• TASK PROMPT
Return the material below verbatim, keeping every line and its order unchanged.

▼▼▼

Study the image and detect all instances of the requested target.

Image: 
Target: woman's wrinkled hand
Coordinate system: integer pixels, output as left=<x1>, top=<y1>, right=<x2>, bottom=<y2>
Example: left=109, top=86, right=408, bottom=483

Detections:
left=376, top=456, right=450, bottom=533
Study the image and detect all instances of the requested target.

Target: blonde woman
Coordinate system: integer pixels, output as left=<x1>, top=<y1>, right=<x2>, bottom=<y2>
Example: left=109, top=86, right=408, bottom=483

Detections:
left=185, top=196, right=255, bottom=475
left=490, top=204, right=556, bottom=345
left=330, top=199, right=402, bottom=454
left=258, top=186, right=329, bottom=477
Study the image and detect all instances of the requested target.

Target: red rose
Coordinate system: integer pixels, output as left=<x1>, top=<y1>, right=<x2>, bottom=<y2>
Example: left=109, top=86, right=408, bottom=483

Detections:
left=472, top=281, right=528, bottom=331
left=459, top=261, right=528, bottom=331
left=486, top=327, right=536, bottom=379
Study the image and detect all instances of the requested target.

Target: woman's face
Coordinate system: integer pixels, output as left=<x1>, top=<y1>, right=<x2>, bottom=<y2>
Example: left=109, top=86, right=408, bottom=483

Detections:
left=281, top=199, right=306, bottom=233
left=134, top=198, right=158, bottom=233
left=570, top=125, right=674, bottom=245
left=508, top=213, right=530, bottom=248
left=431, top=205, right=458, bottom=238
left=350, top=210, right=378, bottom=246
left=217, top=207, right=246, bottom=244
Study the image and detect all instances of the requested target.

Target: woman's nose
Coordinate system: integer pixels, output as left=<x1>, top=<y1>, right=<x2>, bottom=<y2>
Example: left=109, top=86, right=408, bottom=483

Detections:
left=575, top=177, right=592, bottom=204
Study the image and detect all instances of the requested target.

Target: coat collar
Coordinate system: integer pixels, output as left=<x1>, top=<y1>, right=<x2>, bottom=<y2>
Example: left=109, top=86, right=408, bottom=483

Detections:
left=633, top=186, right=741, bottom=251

▲▲▲

• ANSWER TO THE EXERCISE
Study the image and detect all instances of the requested target.

Image: 
Target: woman's wrinkled hand
Coordinate system: integer pixels, output as left=<x1>, top=<y1>, right=<x2>, bottom=<y2>
Example: left=109, top=86, right=408, bottom=483

Detections:
left=376, top=456, right=450, bottom=533
Study the image and detect all instances of the requested target.

Target: blonde woman
Coordinate system: integer pixels, output as left=<x1>, top=<y1>, right=<x2>, bottom=<y2>
Example: left=109, top=86, right=408, bottom=483

Detections:
left=185, top=196, right=255, bottom=475
left=490, top=204, right=556, bottom=345
left=330, top=199, right=402, bottom=454
left=258, top=186, right=329, bottom=477
Study the image and detect all instances of the requested target.

Target: red rose
Coordinate system: integer pixels, output as left=<x1>, top=<y1>, right=<x2>, bottom=<y2>
Example: left=109, top=86, right=408, bottom=483

Detections:
left=472, top=281, right=528, bottom=331
left=459, top=261, right=528, bottom=331
left=486, top=327, right=536, bottom=379
Study the image and detect all instances of the requested target.

Target: woman's face
Coordinate system: integer pixels, output as left=<x1>, top=<y1>, right=<x2>, bottom=<y2>
Example: left=109, top=86, right=408, bottom=483

Detections:
left=281, top=199, right=306, bottom=233
left=134, top=198, right=158, bottom=233
left=570, top=125, right=674, bottom=245
left=508, top=213, right=530, bottom=248
left=431, top=205, right=458, bottom=238
left=350, top=210, right=378, bottom=246
left=217, top=207, right=246, bottom=244
Study the image and detect all instances of the requested target.

Target: woman's nose
Coordinate system: integer pixels, output as left=<x1>, top=<y1>, right=<x2>, bottom=<y2>
Example: left=109, top=86, right=408, bottom=483

Detections:
left=575, top=177, right=592, bottom=204
Study the image and detect all instances of the requested target.

Target: coat collar
Coordinate system: integer pixels, output as left=<x1>, top=<y1>, right=<x2>, bottom=<y2>
Example: left=109, top=86, right=408, bottom=483

Detections:
left=633, top=186, right=741, bottom=251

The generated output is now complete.